ЧТО НУЖНО СДЕЛАТЬ:
[A] Выведите без изменений отрывок из фрагмента о стратегиях интерпретации образов культурных ландшафтов от слов «Первая стратегия обусловлена» до слов «или районного центра.».
[B] Что идет дальше во фрагменте о стратегиях интерпретации образов культурных ландшафтов? Продолжите его сразу после последнего приведенного предложения.

ФРАГМЕНТ ДОКУМЕНТА:
◇ ◇ ◇ ◇
Первая стратегия обусловлена стремлением доказать однонаправленность образов, их предрешенность или предрасположенность к какой-либо одной образной конфигурации. Она ориентирована на выстраивание образов в одну цепочку, в которой каждый последующий образ в соответствии с логикой его развития сцеплен с предыдущим, и часто используется для трактовки образов (пост)советского пространства 12. Если она принимается, крайне важно продумывать связи отдельных образов культурных ландшафтов и процессы их взаимодействия. Так, памятник Ленину — наиболее типичный образ практически всех городских поселений бывшего СССР — в рамках такой интерпретации должен каждый раз «всмысливаться» в ауру конкретного областного или районного центра.
Вторая стратегия предполагает, как правило, постоянное расширение возможных для исследования семантических полей географических образов определенного культурного ландшафта. Она направлена на поиск дополнительных знаков и символов, адекватно характеризующих изучаемые образы. Например, образы культурных ландшафтов Русского Севера могут интерпретироваться и в контексте общей проблемы семантической организации географического и/или сакрально-географического пространства, и в рамках широкого понимания самой проблемы наследия 13. При первом варианте переход к проблеме сакрально-географического пространства предполагает встраивание образов Русского Севера в более масштабные схемы-архетипы культурных ландшафтов космогонического происхождения; при втором — наследие может осмысляться как достаточно креативный элемент социального и культурного пространства региона или страны, участвующий в формировании перспектив самого региона. Возможен и третий, синтетический, вариант, когда природное и культурное наследие территории осмысляется как основа для создания новых образных космогоний, в рамках которых привычные культурные ландшафты интерпретируются как участники борьбы вечных стихий — суши и моря, земли и воды, земли и неба. В таком контексте сакрализация ландшафта происходит естественно — посредством подъема его образа на уровень наиболее масштабных космогонических архетипов.
◇ ◇ ◇ ◇
Строки с ограничивающими рамками:
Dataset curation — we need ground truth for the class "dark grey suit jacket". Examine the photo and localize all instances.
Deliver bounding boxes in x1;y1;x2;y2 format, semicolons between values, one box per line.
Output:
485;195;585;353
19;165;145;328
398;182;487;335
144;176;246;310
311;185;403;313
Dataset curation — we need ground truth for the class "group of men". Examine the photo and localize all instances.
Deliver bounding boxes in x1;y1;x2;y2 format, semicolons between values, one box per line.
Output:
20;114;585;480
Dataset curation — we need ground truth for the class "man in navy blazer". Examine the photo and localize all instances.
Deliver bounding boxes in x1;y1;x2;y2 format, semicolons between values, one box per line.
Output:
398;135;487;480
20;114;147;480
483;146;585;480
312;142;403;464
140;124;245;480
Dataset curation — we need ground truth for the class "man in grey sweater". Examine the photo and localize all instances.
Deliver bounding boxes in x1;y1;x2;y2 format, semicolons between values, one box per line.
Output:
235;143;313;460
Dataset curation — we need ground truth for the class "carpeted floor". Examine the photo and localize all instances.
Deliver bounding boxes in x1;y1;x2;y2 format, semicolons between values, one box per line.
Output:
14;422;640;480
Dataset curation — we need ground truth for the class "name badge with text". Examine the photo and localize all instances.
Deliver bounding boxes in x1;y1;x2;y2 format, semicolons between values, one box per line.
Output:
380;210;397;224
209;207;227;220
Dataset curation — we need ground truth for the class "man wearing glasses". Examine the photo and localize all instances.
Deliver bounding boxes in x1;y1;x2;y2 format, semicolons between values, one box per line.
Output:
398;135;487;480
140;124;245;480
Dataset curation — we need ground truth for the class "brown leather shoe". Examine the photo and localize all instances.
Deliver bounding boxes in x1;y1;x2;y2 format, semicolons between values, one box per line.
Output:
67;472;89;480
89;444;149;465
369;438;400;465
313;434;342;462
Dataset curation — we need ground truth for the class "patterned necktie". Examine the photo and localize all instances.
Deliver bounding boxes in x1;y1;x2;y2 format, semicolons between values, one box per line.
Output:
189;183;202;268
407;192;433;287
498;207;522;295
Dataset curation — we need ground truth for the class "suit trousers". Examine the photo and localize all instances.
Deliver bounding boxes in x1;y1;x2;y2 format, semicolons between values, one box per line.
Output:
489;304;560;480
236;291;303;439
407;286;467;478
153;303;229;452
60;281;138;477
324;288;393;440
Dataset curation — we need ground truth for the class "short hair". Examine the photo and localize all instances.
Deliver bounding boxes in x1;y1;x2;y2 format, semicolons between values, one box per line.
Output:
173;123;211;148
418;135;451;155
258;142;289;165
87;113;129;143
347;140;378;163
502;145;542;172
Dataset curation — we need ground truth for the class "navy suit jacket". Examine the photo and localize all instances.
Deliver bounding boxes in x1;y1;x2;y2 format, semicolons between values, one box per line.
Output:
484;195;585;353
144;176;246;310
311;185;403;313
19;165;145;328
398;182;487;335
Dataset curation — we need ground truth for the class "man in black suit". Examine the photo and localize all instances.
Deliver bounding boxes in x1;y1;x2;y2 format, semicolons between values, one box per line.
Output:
◇ ◇ ◇ ◇
ОТВЕТЫ К ЗАДАНИЯМ:
[A]
Первая стратегия обусловлена стремлением доказать однонаправленность образов, их предрешенность или предрасположенность к какой-либо одной образной конфигурации. Она ориентирована на выстраивание образов в одну цепочку, в которой каждый последующий образ в соответствии с логикой его развития сцеплен с предыдущим, и часто используется для трактовки образов (пост)советского пространства 12. Если она принимается, крайне важно продумывать связи отдельных образов культурных ландшафтов и процессы их взаимодействия. Так, памятник Ленину — наиболее типичный образ практически всех городских поселений бывшего СССР — в рамках такой интерпретации должен каждый раз «всмысливаться» в ауру конкретного областного или районного центра.

[B]
Третья возможная стратегия — сетевая. Она направлена на включение отдельных географических образов рассматриваемого культурного ландшафта в другие, иногда содержательно и/или концептуально далекие, образно-географические системы. Цель такой стратегии — выявление неожиданных содержательных связей между системно различными образами. Например, схема Московского метрополитена может быть включена в образно-географическую схему мира в качестве образного элемента культурного ландшафта Москвы. Образы различных стран, регионов и континентов могут быть соотнесены со станциями метро; каждая станция может соответствовать какому-либо образу страны и/или региона — достаточно соблюсти лишь общую ориентацию по странам света, общую геотопологию земного пространства 14. Сетевая интерпретация может побуждать к постановке вопроса о целенаправленном изменении архитектурного и средового оформления тех или иных станций метро либо всей городской среды отдельных районов Москвы.
На методологическом уровне напрашивается следующий вывод: географические образы культурных ландшафтов могут рассматриваться как фундамент для создания идеальных образцов и конструктивных элементов моделирования географических образов в целом. Культурные ландшафты по-своему «расправляются» с природой, сотворяя из нее ряд осмысленных в культуре и культурой ментальных концептов, которые, в свою очередь, служат удобными «кирпичиками» при разработке различных образно-географических схем. Иначе говоря, культура работает как своего рода географическая «мельница», перемалывающая реальные признаки определенных территорий в сравнительно простой и понятный образный конструктор.
Классификации географических образов культурных ландшафтов. Первая классификация может быть названа генетической, учитывающей культурное происхождение наиболее мощных образов. Специфика этой классификации связана с тем, что в самой культуре проведены различия между теми ее видами, жанрами, типами, в рамках которых наиболее сильно переживается определенный культурный ландшафт. Например, культурный ландшафт Петербурга наиболее сильно переживается через географические образы, порожденные и сформированные литературными произведениями (в основном XIX — начала XX века), затем уже графикой и живописью (здесь решающую роль сыграли графика и живопись «Мира искусства» в начале XX века 15). Хотя в зачаточном виде эти образы были предопределены архитектурой и планировкой города на Неве, а те, в свою очередь, зависели от природного окружения, именно художественная литература запустила «ядерные реакции», которые привели к появлению ярких и специфических образов культурных ландшафтов Петербурга. Следует также отметить, что со временем господство одних образов может сменяться господством других. Например, в образах Петербурга к концу XX века значительную роль стали играть метафизические спекуляции на тему пространств северной столицы, а также образы художественной фотографии, фиксировавшей, с одной стороны, медленное угасание, разрушение исторической среды, с другой, знаки былого величия имперской столицы 16.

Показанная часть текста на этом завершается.